- [Required task] Gather every line of the data below that contains the word "orange", and copy each one in full.

- [Material for this task]
═══

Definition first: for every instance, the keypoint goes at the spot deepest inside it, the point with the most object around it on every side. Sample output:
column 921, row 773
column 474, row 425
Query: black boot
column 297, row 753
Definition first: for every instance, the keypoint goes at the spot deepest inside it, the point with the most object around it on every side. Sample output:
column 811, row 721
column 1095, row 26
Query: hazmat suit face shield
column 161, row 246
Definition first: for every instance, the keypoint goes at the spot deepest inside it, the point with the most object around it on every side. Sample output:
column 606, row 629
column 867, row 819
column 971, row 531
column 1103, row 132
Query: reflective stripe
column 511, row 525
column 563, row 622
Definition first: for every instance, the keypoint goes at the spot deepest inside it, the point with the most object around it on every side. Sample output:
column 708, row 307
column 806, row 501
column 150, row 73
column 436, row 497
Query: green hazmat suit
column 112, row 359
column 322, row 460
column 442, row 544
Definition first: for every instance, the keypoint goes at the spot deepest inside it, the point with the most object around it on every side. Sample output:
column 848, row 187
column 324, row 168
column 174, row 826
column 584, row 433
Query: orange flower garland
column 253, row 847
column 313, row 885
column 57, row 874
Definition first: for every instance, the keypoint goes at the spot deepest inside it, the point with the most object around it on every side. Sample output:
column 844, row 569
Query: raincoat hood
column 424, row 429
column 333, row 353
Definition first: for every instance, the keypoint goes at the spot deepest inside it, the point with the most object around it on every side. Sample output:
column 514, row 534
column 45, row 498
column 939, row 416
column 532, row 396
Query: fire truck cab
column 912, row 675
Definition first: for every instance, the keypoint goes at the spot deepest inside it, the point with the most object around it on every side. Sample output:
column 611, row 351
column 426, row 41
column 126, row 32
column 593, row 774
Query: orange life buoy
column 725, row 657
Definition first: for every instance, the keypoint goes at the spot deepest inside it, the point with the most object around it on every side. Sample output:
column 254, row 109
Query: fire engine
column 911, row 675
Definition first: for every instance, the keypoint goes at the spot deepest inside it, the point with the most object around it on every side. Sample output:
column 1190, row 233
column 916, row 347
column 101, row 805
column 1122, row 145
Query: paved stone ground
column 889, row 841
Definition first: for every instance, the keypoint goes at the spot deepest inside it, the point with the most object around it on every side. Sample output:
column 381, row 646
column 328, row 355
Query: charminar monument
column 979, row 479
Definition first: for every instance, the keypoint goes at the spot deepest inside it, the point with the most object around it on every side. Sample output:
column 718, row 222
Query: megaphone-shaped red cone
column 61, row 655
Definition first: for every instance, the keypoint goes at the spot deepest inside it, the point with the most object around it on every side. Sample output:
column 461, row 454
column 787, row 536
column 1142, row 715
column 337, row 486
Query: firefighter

═══

- [Output for this task]
Query: orange flower garland
Query: orange life buoy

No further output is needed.